[Problem]
An exact copy of every record below is required, with the pictures left out.

Region pointing data
>>>>>

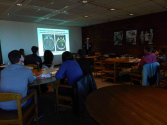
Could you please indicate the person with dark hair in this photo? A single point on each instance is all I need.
(149, 57)
(84, 62)
(162, 56)
(15, 79)
(33, 58)
(69, 69)
(48, 58)
(22, 52)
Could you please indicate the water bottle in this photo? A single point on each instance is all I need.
(35, 76)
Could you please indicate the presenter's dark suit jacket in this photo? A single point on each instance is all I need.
(32, 59)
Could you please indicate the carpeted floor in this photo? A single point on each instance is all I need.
(65, 117)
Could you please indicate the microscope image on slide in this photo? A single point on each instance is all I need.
(48, 42)
(60, 42)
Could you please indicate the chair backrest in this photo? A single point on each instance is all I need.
(9, 96)
(150, 73)
(85, 86)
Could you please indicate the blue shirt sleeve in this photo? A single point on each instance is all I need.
(30, 77)
(61, 72)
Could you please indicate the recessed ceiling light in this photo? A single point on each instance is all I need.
(19, 4)
(84, 1)
(112, 9)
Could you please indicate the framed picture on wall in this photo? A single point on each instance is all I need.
(146, 36)
(131, 37)
(118, 38)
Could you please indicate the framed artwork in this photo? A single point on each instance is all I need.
(146, 36)
(118, 38)
(131, 37)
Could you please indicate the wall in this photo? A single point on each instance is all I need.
(101, 35)
(16, 35)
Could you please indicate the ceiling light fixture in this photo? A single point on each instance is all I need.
(84, 1)
(19, 4)
(112, 9)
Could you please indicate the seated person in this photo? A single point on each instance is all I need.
(149, 57)
(84, 62)
(162, 56)
(15, 79)
(69, 69)
(33, 58)
(48, 59)
(22, 54)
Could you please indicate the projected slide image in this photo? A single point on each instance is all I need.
(60, 42)
(48, 42)
(55, 40)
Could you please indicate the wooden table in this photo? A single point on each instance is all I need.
(122, 60)
(89, 57)
(46, 81)
(128, 105)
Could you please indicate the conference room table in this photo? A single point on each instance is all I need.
(128, 105)
(123, 60)
(52, 80)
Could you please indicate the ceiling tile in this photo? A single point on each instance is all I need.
(104, 2)
(151, 7)
(135, 10)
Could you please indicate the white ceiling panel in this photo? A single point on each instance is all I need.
(72, 12)
(134, 2)
(118, 4)
(151, 7)
(103, 2)
(135, 10)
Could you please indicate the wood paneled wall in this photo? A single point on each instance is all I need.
(101, 35)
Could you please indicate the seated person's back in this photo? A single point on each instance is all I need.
(48, 58)
(33, 58)
(69, 69)
(84, 62)
(15, 79)
(162, 56)
(148, 57)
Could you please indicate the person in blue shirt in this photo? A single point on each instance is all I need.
(69, 69)
(15, 79)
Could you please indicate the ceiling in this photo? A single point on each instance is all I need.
(73, 12)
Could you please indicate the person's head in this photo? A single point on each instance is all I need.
(34, 49)
(148, 49)
(82, 53)
(67, 56)
(48, 56)
(163, 51)
(15, 57)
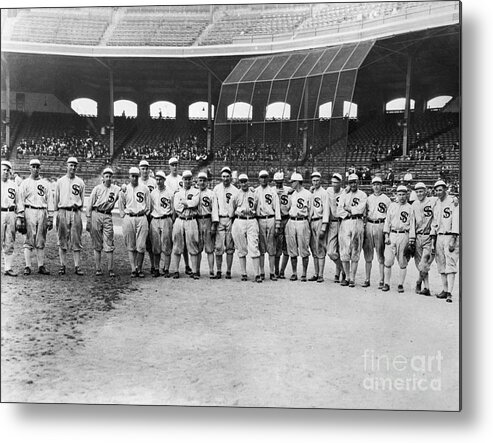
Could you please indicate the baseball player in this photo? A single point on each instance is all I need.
(298, 226)
(207, 206)
(399, 230)
(351, 208)
(283, 193)
(69, 201)
(377, 205)
(134, 207)
(319, 220)
(221, 225)
(161, 227)
(36, 207)
(269, 223)
(335, 192)
(245, 228)
(422, 209)
(445, 234)
(185, 228)
(9, 208)
(100, 220)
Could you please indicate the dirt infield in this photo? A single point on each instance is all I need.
(159, 341)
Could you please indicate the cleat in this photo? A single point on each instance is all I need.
(42, 270)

<<<<<

[Task output]
Could you please indicate the person with dark hair in this photo? A single point on each instance is all I need.
(149, 57)
(84, 62)
(162, 56)
(15, 79)
(33, 58)
(69, 69)
(48, 58)
(22, 52)
Could you please indicate the water bottle in this photo? A single point on each instance is all I need.
(35, 76)
Could you please indicate the presenter's dark suit jacket in this photo? A single point on each instance is all I need.
(32, 59)
Could you please indicate the carpeted floor in this photo? A single point on each instance is all I need.
(65, 117)
Could you please indicate the microscope image on slide in this photo? A single point on each instance is all I need.
(48, 42)
(60, 42)
Could you please indicate the chair backrest in this photo? A single point on each instance is all I need.
(9, 96)
(150, 73)
(85, 86)
Could you please indicate the blue shirt sleeve in this photo? A single point on each instance is all I need.
(30, 77)
(61, 72)
Could you please indicate the recessed ceiling light in this photo? A single point on each instance is all I need.
(19, 4)
(84, 1)
(112, 9)
Could you please indicate the framed picture on wall in this photo? A single point on each instance is all I need.
(146, 36)
(131, 37)
(118, 38)
Could you please indicate the framed artwork in this photo? A single point on each instance is all I need.
(146, 36)
(118, 38)
(131, 37)
Could you please indicate the wall in this photo? A single point on each instance is all I need.
(101, 35)
(16, 35)
Could you please indicate the ceiling light fixture in this photo? A single point on each instance is all I need.
(84, 1)
(19, 4)
(112, 9)
Could you please indicate the seated person in this photo? A single point on each instance is all I need.
(149, 57)
(84, 62)
(162, 56)
(15, 79)
(69, 69)
(33, 58)
(48, 59)
(22, 54)
Could you please indicate the projected slide image in this photo? A single point on each instance is all I need.
(60, 42)
(48, 42)
(55, 40)
Could you please indicate the wooden table in this photo? A single point on each instance is all I need.
(122, 60)
(89, 57)
(46, 81)
(128, 105)
Could you please indicate the conference room table in this photo? A single point on each instance is all I need.
(128, 105)
(123, 60)
(52, 80)
Could you please indicate the ceiling tile in this photo? A single point on each instance is all I need.
(104, 2)
(151, 7)
(135, 10)
Could you please indicate the white ceiling panel in this photo? A single point on each instance is all I need.
(72, 12)
(134, 2)
(118, 4)
(151, 7)
(103, 2)
(135, 10)
Could you please indicate the wood paneled wall in this photo? A single point on each instance is all I need.
(101, 35)
Could you please indicate the seated person's back in this photo? A single point on each instance is all I need.
(48, 58)
(33, 58)
(69, 69)
(84, 62)
(15, 79)
(162, 56)
(148, 57)
Could you please indicate the person in blue shirt in this photo? A single point on each instance is all I need.
(69, 69)
(15, 79)
Could you please indicate the ceiling in this photo? A single point on each instance is all I need.
(73, 12)
Could you please indicate the person's head in this photo? A single point on each instance is all I need.
(34, 49)
(148, 49)
(82, 53)
(67, 56)
(48, 56)
(163, 51)
(15, 57)
Could you please indicate the baseball player in this photo? A single point on each instance is all I need.
(298, 226)
(207, 206)
(399, 230)
(351, 208)
(283, 193)
(69, 201)
(377, 205)
(134, 207)
(319, 220)
(221, 225)
(161, 227)
(36, 207)
(269, 223)
(335, 192)
(245, 228)
(422, 209)
(445, 234)
(185, 228)
(9, 208)
(100, 220)
Could you please indicate the dirt infield in this photo? A single point on each instance is all I need.
(159, 341)
Could you please indicate the cleat in this photo? A single point on each instance is all I need.
(42, 270)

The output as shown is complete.